### Records to process
━━━━━━━━━━━━━━━━
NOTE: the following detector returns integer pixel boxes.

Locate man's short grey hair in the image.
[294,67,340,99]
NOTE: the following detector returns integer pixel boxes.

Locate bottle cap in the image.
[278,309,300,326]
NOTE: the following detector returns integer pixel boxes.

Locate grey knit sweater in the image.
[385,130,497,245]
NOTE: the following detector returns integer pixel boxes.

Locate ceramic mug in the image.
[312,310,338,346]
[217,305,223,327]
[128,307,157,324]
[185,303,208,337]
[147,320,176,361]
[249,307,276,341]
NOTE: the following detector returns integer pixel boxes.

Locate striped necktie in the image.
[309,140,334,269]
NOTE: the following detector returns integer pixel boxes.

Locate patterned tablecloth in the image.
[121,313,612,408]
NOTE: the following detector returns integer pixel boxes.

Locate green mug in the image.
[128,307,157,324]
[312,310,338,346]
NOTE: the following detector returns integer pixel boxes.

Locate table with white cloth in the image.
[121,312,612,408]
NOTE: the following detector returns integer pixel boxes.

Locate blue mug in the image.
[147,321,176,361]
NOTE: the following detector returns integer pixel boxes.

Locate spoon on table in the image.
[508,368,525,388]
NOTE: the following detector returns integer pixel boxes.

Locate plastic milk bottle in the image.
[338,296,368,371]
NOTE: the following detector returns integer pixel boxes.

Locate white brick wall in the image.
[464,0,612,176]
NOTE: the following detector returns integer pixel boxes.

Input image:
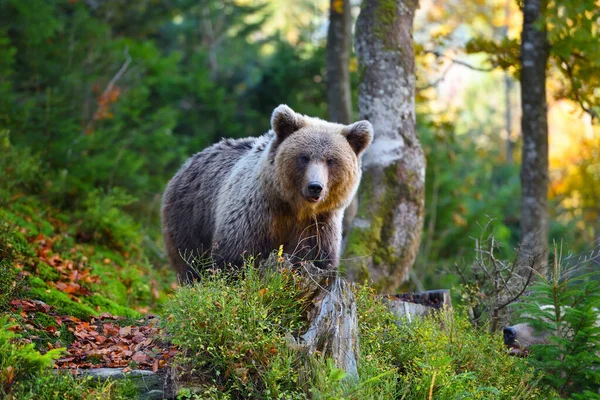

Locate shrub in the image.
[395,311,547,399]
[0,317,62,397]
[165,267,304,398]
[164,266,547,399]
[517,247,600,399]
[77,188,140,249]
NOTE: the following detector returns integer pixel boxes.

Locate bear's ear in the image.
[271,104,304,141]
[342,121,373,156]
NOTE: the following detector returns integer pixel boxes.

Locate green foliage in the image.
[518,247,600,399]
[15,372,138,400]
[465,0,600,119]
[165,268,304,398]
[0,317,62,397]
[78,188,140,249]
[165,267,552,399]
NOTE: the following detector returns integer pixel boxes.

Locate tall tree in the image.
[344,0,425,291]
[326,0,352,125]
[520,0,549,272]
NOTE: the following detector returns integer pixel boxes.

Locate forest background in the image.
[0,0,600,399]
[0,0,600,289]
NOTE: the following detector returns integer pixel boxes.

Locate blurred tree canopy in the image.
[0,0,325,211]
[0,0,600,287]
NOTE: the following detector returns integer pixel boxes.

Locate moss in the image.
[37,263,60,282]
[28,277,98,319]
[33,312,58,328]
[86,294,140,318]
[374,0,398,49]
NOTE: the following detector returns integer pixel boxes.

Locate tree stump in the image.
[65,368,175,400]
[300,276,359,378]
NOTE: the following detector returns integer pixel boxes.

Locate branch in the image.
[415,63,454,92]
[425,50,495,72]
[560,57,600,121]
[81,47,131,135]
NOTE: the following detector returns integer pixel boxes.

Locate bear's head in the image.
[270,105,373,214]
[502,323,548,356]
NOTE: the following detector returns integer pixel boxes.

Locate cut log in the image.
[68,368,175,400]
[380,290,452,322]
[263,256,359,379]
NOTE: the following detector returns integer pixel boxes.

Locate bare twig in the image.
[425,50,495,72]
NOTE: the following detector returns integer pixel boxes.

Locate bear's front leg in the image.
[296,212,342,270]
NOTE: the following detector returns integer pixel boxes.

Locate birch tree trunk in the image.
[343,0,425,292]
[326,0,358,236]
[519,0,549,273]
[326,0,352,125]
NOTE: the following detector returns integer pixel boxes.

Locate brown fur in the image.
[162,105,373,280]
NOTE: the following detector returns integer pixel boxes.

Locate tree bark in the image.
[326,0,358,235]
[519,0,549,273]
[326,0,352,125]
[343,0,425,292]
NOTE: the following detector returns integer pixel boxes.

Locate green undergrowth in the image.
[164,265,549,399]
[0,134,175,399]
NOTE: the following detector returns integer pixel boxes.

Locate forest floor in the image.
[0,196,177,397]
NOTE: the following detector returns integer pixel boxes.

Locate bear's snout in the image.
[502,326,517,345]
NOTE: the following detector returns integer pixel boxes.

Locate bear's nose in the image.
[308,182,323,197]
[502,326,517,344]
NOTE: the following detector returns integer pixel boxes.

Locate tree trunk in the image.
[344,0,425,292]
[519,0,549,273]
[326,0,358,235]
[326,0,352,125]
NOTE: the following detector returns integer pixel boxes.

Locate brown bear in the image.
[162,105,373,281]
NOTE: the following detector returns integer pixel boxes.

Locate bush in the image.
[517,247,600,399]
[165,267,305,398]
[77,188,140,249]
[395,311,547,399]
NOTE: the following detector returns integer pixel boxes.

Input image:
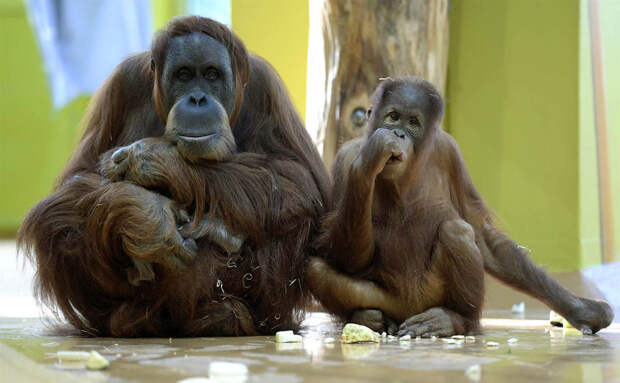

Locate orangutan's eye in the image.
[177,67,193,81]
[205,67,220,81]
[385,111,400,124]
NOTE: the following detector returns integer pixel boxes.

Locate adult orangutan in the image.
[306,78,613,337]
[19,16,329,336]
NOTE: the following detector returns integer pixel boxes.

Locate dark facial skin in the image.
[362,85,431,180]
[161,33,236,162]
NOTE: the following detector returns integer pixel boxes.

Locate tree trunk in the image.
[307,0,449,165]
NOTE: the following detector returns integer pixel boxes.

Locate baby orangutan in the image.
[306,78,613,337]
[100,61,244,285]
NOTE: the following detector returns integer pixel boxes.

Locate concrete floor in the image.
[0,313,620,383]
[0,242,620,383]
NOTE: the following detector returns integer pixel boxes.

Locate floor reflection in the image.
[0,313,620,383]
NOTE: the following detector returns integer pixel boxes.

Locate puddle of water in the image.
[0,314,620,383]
━━━━━━━━━━━━━━━━
### What needs to be done
Copy out the records from their first line through the line that contains "[249,307,276,341]", including both ends and keeping every line unchanged.

### Final answer
NOTE: the following detector returns integer pixel boxes.

Locate man's short grey hair in the image.
[294,67,340,99]
NOTE: the following detector returns integer pixel boxes.

Locate bottle cap in the image.
[278,309,300,326]
NOTE: the following detector returns integer pixel boxes.

Locate grey knit sweater in the image.
[385,130,497,245]
NOTE: the following detector returns integer pixel boxes.

Locate ceramic mug in the image.
[312,310,338,346]
[217,305,223,327]
[128,307,157,324]
[185,303,208,337]
[147,320,176,361]
[249,307,276,341]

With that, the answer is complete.